- _TASK DIRECTIONS_
Locate each line in the data below that contains the word "chest" and copy it out in full. Treat uppercase and lowercase as different.

[Excerpts from point annotation data]
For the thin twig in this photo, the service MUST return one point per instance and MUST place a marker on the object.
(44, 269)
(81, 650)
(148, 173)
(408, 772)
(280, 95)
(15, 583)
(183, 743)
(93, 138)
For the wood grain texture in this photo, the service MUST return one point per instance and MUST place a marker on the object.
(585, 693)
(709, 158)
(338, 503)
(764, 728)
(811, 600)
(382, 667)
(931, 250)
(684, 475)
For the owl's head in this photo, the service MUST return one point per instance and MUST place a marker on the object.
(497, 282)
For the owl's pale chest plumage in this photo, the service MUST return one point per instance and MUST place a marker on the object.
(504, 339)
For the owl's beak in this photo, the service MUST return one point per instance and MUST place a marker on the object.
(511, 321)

--

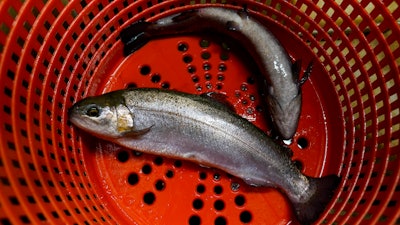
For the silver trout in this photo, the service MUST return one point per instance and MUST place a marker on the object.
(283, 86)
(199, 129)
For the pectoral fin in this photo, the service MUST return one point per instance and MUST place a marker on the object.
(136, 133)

- _SOLUTION_
For the owl's pale chest plumage in this photo, the service MUST return one point per instance and MUST place a marker on the object.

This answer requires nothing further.